>>>>>
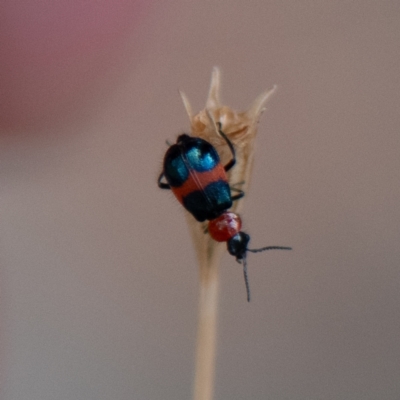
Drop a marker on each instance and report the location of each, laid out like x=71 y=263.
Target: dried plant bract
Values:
x=241 y=129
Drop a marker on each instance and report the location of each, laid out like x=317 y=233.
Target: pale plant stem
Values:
x=206 y=333
x=241 y=129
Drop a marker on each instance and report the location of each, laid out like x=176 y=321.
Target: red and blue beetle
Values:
x=194 y=173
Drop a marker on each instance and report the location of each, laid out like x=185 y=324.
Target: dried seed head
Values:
x=241 y=129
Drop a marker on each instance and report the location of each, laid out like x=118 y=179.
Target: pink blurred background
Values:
x=98 y=277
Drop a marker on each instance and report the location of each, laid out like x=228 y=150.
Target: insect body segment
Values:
x=197 y=178
x=194 y=173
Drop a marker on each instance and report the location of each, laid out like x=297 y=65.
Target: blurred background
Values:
x=98 y=277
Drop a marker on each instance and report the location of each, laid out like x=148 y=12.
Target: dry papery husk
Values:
x=241 y=129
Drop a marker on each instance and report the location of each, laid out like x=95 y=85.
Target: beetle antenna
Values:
x=269 y=248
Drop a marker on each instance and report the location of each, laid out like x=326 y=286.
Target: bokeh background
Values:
x=98 y=277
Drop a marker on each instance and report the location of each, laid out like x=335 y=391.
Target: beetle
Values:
x=194 y=173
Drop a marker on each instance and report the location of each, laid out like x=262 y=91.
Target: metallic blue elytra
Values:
x=195 y=174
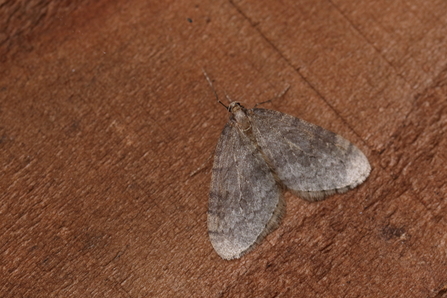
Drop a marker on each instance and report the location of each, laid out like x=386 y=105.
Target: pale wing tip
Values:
x=357 y=171
x=227 y=249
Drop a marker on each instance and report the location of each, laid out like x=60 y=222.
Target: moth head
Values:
x=239 y=115
x=234 y=107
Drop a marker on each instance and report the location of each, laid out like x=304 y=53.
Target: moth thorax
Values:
x=239 y=115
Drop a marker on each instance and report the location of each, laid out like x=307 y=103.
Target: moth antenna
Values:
x=212 y=87
x=228 y=97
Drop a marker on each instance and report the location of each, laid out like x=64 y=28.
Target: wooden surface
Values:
x=105 y=113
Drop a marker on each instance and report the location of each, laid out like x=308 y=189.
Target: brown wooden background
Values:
x=105 y=113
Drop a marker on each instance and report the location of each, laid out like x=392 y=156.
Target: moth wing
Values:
x=311 y=161
x=245 y=200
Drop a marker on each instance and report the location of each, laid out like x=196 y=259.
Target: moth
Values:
x=260 y=154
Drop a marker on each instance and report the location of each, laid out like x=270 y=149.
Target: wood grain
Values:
x=105 y=113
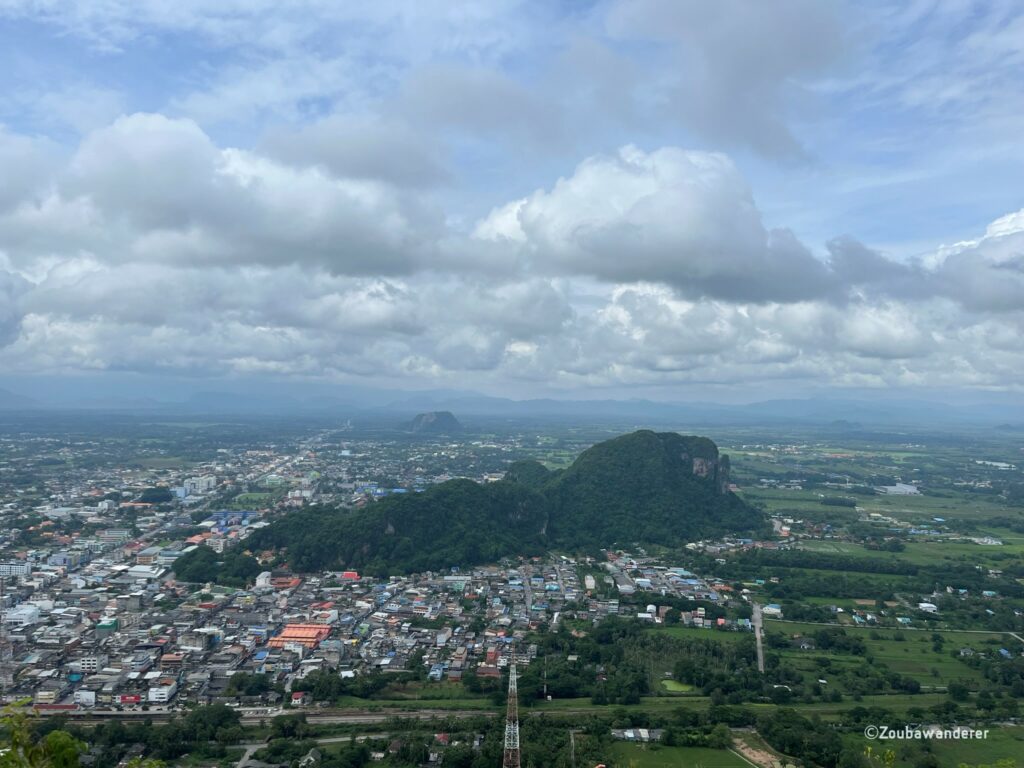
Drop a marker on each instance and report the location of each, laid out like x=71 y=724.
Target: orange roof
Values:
x=308 y=635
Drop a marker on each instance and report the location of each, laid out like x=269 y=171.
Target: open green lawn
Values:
x=674 y=686
x=912 y=656
x=1000 y=743
x=699 y=633
x=653 y=756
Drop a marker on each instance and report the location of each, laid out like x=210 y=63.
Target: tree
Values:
x=20 y=750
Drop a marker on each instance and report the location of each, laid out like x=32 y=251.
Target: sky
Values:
x=669 y=199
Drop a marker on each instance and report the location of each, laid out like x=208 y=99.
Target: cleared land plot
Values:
x=644 y=756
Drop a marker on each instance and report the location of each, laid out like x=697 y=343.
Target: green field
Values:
x=653 y=756
x=674 y=686
x=1001 y=742
x=701 y=634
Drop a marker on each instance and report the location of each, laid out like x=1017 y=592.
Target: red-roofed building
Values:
x=306 y=635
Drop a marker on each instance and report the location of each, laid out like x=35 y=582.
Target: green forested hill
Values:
x=645 y=486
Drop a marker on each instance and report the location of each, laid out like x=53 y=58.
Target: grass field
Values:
x=1001 y=742
x=912 y=656
x=674 y=686
x=653 y=756
x=702 y=634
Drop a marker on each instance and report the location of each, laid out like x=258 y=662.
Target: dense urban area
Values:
x=152 y=612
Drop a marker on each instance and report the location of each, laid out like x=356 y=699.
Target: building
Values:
x=163 y=691
x=14 y=568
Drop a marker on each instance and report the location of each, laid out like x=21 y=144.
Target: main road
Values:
x=759 y=636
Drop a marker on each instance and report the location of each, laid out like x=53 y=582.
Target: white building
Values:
x=163 y=691
x=14 y=568
x=22 y=615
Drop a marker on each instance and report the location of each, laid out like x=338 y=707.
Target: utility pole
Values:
x=511 y=757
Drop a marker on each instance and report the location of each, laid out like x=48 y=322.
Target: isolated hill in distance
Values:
x=434 y=422
x=647 y=487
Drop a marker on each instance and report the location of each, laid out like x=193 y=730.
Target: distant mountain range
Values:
x=644 y=486
x=434 y=422
x=389 y=408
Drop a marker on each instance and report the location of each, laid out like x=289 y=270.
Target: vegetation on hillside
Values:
x=657 y=488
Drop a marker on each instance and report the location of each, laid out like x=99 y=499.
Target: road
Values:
x=250 y=749
x=759 y=632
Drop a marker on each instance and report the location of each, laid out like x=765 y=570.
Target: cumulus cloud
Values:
x=153 y=247
x=153 y=188
x=684 y=218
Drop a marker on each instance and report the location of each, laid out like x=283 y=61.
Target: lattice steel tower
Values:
x=6 y=653
x=511 y=758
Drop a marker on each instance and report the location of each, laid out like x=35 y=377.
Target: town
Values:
x=110 y=615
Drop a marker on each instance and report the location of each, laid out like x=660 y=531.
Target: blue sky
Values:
x=662 y=197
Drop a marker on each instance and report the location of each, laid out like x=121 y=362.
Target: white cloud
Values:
x=684 y=218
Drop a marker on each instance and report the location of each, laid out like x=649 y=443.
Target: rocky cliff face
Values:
x=710 y=466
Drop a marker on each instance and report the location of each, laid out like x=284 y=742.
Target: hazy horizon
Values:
x=665 y=200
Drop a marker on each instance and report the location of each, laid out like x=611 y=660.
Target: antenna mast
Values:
x=6 y=654
x=511 y=757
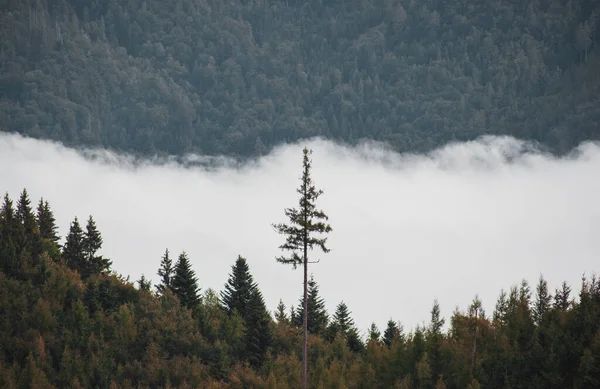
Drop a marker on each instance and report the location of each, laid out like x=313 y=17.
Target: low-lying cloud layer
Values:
x=470 y=218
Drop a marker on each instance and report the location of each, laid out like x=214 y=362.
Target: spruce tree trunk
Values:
x=305 y=324
x=474 y=350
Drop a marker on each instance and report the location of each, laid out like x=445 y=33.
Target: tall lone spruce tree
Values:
x=307 y=224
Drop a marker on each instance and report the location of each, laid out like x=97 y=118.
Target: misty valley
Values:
x=282 y=194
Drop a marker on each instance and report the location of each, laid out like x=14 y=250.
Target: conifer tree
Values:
x=562 y=296
x=239 y=288
x=92 y=242
x=144 y=283
x=434 y=340
x=242 y=295
x=74 y=247
x=317 y=314
x=342 y=322
x=307 y=224
x=46 y=222
x=184 y=283
x=29 y=238
x=8 y=235
x=280 y=315
x=392 y=332
x=374 y=333
x=543 y=301
x=165 y=272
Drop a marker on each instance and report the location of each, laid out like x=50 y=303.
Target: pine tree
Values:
x=165 y=272
x=434 y=340
x=46 y=222
x=74 y=248
x=242 y=296
x=8 y=235
x=391 y=333
x=374 y=333
x=342 y=322
x=92 y=242
x=501 y=310
x=280 y=315
x=307 y=223
x=562 y=296
x=317 y=314
x=543 y=301
x=144 y=283
x=29 y=238
x=258 y=336
x=184 y=282
x=238 y=288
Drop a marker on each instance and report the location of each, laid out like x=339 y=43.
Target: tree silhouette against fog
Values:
x=305 y=231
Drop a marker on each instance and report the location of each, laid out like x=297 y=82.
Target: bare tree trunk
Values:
x=474 y=351
x=305 y=324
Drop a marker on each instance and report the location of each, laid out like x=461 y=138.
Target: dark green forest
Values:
x=238 y=77
x=68 y=321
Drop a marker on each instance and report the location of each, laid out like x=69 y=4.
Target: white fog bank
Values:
x=469 y=218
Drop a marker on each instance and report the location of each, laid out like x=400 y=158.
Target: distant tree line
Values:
x=68 y=321
x=238 y=77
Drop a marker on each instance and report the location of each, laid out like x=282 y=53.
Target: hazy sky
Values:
x=467 y=219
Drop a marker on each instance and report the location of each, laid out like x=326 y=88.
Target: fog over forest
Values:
x=467 y=218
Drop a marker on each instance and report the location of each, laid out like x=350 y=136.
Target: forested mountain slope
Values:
x=240 y=76
x=68 y=321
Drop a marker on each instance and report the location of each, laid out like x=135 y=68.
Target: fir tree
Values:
x=242 y=296
x=239 y=288
x=434 y=340
x=29 y=238
x=46 y=222
x=8 y=235
x=144 y=283
x=92 y=242
x=184 y=283
x=317 y=314
x=543 y=301
x=391 y=333
x=562 y=296
x=342 y=322
x=165 y=272
x=374 y=333
x=307 y=224
x=501 y=310
x=280 y=315
x=74 y=248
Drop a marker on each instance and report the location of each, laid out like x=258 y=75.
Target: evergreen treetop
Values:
x=185 y=283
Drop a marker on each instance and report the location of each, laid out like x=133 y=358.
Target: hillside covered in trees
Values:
x=68 y=321
x=237 y=77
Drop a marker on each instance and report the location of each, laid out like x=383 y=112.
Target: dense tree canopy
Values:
x=238 y=77
x=59 y=330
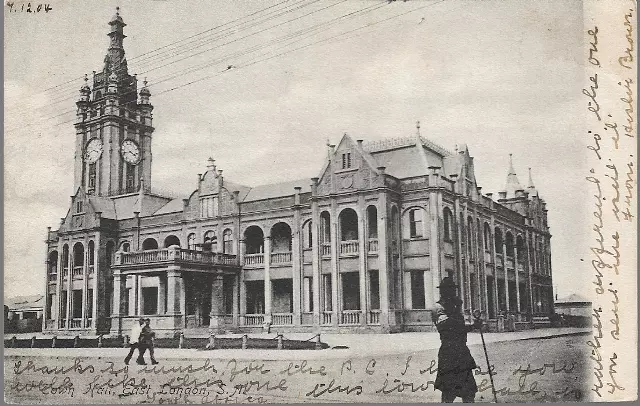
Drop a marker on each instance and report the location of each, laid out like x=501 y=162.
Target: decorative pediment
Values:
x=348 y=167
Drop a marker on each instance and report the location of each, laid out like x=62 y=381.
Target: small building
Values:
x=24 y=314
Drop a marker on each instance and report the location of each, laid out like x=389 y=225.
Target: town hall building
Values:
x=361 y=247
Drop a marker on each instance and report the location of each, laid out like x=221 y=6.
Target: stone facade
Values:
x=362 y=247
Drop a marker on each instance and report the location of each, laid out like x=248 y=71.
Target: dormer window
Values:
x=346 y=160
x=209 y=206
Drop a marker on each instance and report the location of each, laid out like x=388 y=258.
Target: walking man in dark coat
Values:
x=455 y=363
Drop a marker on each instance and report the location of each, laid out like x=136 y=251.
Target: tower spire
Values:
x=115 y=60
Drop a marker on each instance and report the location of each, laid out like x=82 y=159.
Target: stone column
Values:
x=267 y=281
x=69 y=285
x=315 y=259
x=174 y=303
x=383 y=259
x=162 y=294
x=59 y=282
x=139 y=298
x=362 y=248
x=236 y=304
x=335 y=252
x=494 y=256
x=85 y=282
x=242 y=286
x=506 y=272
x=434 y=249
x=527 y=242
x=119 y=286
x=216 y=317
x=296 y=261
x=96 y=269
x=515 y=268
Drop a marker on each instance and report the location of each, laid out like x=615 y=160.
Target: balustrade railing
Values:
x=374 y=317
x=253 y=319
x=373 y=245
x=282 y=319
x=350 y=317
x=326 y=318
x=174 y=254
x=254 y=259
x=349 y=247
x=280 y=257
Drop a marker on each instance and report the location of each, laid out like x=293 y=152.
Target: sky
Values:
x=500 y=76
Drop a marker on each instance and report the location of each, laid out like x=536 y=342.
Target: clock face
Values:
x=93 y=150
x=130 y=151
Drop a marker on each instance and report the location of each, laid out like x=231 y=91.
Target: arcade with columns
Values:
x=360 y=248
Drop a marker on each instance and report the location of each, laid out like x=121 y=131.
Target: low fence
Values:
x=244 y=342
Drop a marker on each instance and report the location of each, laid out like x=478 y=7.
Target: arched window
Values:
x=498 y=237
x=281 y=238
x=92 y=253
x=78 y=255
x=372 y=221
x=171 y=240
x=191 y=242
x=447 y=224
x=254 y=240
x=415 y=223
x=509 y=243
x=395 y=227
x=53 y=263
x=520 y=247
x=348 y=225
x=227 y=242
x=110 y=252
x=307 y=234
x=487 y=237
x=149 y=244
x=325 y=228
x=210 y=242
x=65 y=256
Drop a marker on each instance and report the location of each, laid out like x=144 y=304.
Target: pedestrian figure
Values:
x=455 y=363
x=146 y=339
x=134 y=342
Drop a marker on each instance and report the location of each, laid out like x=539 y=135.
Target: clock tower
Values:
x=113 y=126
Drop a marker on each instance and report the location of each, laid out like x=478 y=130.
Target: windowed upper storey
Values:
x=346 y=160
x=209 y=206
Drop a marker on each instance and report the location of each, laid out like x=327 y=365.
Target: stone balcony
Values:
x=160 y=258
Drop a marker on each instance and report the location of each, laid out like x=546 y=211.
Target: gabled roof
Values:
x=174 y=206
x=24 y=302
x=274 y=190
x=404 y=162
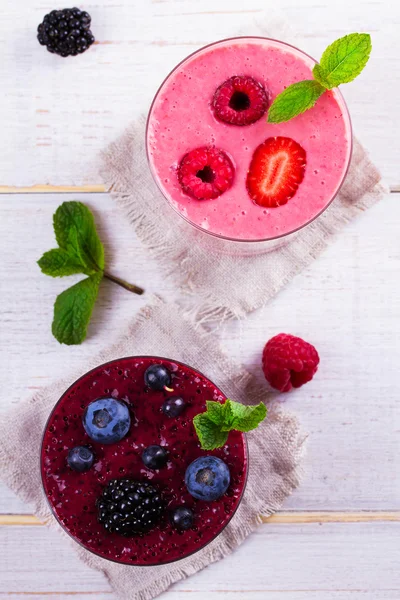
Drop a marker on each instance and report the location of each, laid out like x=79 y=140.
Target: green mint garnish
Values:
x=294 y=100
x=213 y=426
x=80 y=251
x=341 y=62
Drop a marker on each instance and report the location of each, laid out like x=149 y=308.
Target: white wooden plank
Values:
x=60 y=113
x=329 y=561
x=347 y=304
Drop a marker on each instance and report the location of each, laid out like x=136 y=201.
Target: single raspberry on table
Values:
x=289 y=362
x=206 y=172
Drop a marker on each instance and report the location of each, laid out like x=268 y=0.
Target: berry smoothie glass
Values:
x=115 y=474
x=222 y=167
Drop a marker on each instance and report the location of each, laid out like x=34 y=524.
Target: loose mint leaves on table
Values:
x=213 y=426
x=80 y=251
x=341 y=62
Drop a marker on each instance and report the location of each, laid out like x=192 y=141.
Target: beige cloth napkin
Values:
x=275 y=448
x=224 y=285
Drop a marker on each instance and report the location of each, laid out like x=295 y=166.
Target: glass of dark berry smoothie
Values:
x=122 y=467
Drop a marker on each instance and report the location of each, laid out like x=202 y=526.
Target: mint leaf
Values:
x=215 y=412
x=58 y=263
x=209 y=433
x=212 y=427
x=80 y=251
x=294 y=100
x=73 y=309
x=246 y=418
x=76 y=233
x=343 y=60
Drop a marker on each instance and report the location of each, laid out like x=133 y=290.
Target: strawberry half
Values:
x=276 y=171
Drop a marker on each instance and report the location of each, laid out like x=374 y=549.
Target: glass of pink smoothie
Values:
x=184 y=118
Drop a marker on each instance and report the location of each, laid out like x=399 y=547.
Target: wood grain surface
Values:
x=337 y=537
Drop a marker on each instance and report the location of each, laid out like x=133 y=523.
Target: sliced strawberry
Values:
x=206 y=172
x=276 y=171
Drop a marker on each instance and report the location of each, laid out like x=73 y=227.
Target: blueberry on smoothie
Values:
x=157 y=377
x=80 y=459
x=106 y=420
x=207 y=478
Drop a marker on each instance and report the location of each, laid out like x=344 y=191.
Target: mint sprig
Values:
x=341 y=62
x=80 y=251
x=213 y=426
x=294 y=100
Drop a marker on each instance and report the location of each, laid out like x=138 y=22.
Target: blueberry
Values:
x=182 y=518
x=157 y=377
x=154 y=457
x=106 y=420
x=207 y=478
x=80 y=458
x=173 y=406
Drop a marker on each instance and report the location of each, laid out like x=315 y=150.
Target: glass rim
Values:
x=346 y=116
x=51 y=506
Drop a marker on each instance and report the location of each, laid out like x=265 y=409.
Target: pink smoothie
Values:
x=181 y=119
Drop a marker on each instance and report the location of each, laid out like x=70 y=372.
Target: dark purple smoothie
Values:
x=73 y=495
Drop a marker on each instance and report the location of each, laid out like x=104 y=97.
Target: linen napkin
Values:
x=275 y=448
x=224 y=285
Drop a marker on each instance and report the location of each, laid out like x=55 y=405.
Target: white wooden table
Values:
x=338 y=538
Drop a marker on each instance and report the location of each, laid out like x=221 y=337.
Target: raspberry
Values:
x=240 y=100
x=288 y=361
x=206 y=173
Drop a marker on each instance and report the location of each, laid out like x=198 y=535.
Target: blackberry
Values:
x=66 y=32
x=129 y=507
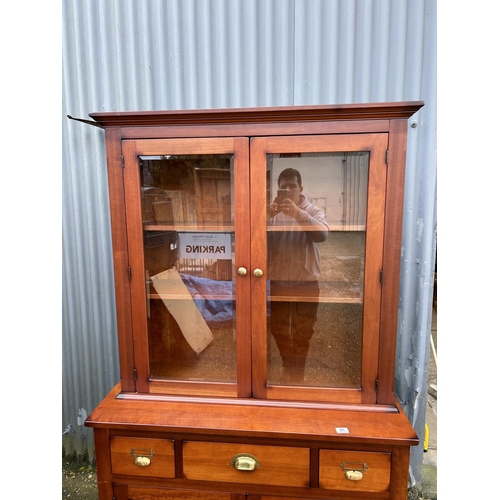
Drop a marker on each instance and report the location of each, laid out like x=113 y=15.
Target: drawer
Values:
x=149 y=493
x=372 y=470
x=276 y=465
x=142 y=457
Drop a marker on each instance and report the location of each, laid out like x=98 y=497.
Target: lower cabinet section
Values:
x=174 y=468
x=207 y=451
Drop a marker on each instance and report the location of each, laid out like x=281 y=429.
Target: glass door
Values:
x=317 y=233
x=187 y=203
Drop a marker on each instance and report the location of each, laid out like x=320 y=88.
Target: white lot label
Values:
x=342 y=430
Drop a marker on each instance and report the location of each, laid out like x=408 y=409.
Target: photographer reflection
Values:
x=294 y=270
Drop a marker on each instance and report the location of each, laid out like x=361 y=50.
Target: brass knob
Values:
x=245 y=461
x=354 y=470
x=142 y=458
x=354 y=475
x=142 y=461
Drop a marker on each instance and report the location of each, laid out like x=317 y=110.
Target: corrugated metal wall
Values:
x=179 y=54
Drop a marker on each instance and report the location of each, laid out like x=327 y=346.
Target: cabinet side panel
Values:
x=120 y=257
x=392 y=253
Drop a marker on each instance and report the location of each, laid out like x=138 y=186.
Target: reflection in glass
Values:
x=315 y=252
x=188 y=246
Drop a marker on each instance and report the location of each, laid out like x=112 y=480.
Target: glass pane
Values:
x=315 y=253
x=187 y=207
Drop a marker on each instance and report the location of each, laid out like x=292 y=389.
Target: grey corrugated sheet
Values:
x=179 y=54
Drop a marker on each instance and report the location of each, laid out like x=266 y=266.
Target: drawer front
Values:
x=277 y=465
x=147 y=493
x=368 y=471
x=142 y=457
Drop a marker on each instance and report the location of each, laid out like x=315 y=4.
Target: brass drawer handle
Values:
x=142 y=457
x=354 y=470
x=245 y=461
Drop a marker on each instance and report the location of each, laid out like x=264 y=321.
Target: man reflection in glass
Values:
x=294 y=269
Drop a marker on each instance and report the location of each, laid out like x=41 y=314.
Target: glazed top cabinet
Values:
x=256 y=251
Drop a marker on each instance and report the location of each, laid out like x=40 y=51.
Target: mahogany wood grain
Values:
x=335 y=463
x=392 y=257
x=278 y=465
x=120 y=258
x=284 y=114
x=159 y=451
x=254 y=422
x=148 y=493
x=103 y=463
x=299 y=433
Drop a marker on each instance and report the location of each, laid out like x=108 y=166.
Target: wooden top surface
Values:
x=358 y=111
x=252 y=419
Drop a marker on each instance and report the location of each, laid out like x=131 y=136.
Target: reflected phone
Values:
x=282 y=194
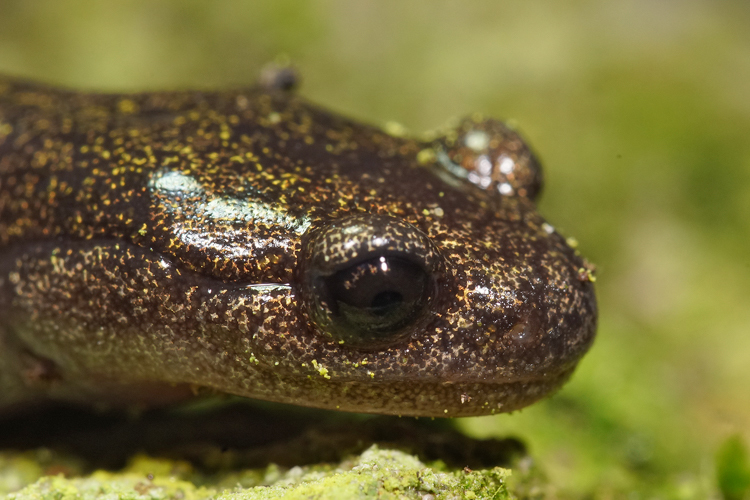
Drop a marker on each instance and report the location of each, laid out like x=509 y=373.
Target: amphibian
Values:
x=156 y=245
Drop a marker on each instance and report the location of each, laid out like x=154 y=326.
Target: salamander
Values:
x=158 y=246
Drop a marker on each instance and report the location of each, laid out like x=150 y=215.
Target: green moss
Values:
x=376 y=473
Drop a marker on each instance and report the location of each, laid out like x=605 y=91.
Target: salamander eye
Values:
x=369 y=280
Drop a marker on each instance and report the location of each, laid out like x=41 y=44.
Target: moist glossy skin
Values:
x=155 y=246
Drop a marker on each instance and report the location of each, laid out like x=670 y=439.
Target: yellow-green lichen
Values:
x=376 y=473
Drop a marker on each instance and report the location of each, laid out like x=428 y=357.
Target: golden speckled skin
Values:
x=155 y=244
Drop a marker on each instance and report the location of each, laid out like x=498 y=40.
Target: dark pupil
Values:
x=375 y=298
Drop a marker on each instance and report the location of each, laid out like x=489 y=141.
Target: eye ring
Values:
x=368 y=280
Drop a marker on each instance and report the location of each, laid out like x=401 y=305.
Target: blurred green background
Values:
x=640 y=111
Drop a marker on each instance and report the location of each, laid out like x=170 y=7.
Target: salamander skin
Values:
x=156 y=246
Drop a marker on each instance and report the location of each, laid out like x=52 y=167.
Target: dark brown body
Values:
x=153 y=244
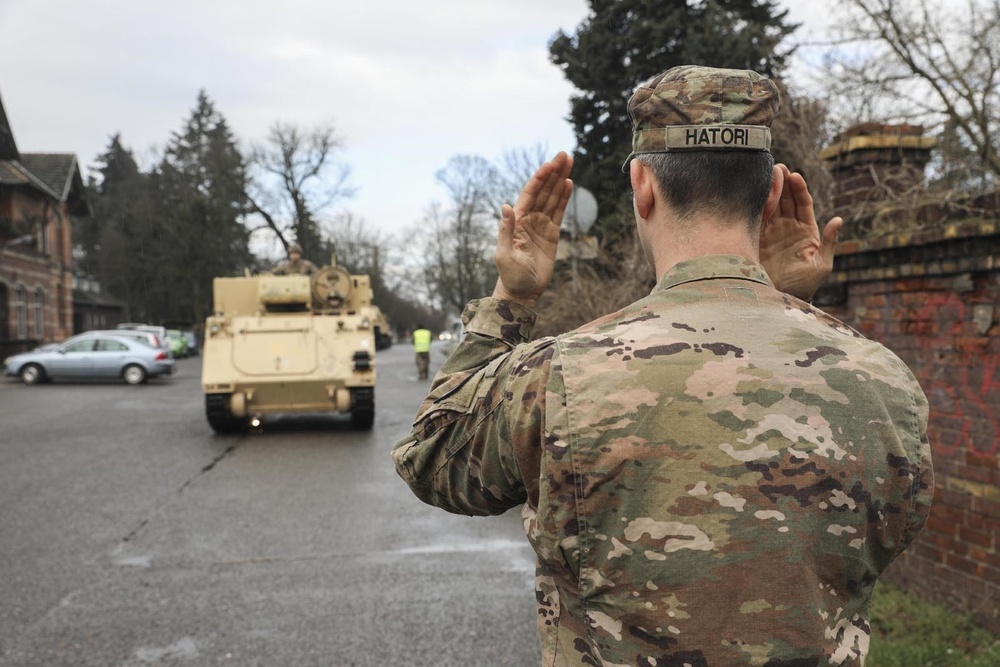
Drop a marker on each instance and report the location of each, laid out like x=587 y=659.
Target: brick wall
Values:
x=934 y=299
<<<<<
* [The task]:
Could you arrange the entries above as a JSON list of strings, one string per line and no blank lines, beginning at the line that has "like x=196 y=259." and stopping after the one that has "x=152 y=612"? Leave the pictures out.

* [Exercise output]:
[
  "Drop a marker on each instance and report the location of each, laid out like x=196 y=259.",
  "Target: moth",
  "Values:",
  "x=260 y=154",
  "Drop a marker on each instance and report the location of each, laid out like x=270 y=149.",
  "Target: wood grain",
  "Values:",
  "x=105 y=113",
  "Drop a marker on each instance and report the location of each, laid out like x=71 y=724.",
  "Target: orange roof",
  "Values:",
  "x=308 y=635",
  "Drop a marker on each instance and report the location of each, laid out like x=269 y=171.",
  "Target: open green lawn",
  "Values:",
  "x=674 y=686",
  "x=912 y=656",
  "x=1000 y=743",
  "x=699 y=633",
  "x=653 y=756",
  "Drop a marker on each instance and report the location of each, laid out like x=210 y=63.",
  "Target: tree",
  "Values:",
  "x=20 y=750",
  "Drop a marker on each instance and report the location of each, laid out like x=32 y=251.",
  "Target: sky",
  "Values:",
  "x=669 y=199",
  "Drop a marker on each instance and report the location of each, laid out like x=208 y=99.",
  "Target: cleared land plot",
  "Values:",
  "x=644 y=756",
  "Drop a marker on each instance and report the location of each, laid out like x=697 y=343.",
  "Target: green field",
  "Values:",
  "x=653 y=756",
  "x=674 y=686",
  "x=1001 y=742",
  "x=701 y=634",
  "Drop a marker on each instance and report the location of each, laid out like x=1017 y=592.",
  "Target: red-roofed building",
  "Values:",
  "x=306 y=635",
  "Drop a marker on each instance and report the location of each, laid out like x=35 y=582.",
  "Target: green forested hill",
  "Values:",
  "x=645 y=486",
  "Drop a marker on each instance and report the location of each, laid out like x=53 y=58.",
  "Target: grass field",
  "Values:",
  "x=1001 y=742",
  "x=912 y=656",
  "x=674 y=686",
  "x=653 y=756",
  "x=702 y=634",
  "Drop a marker on each instance and report the location of each, laid out like x=258 y=662.",
  "Target: dense urban area",
  "Values:",
  "x=152 y=612"
]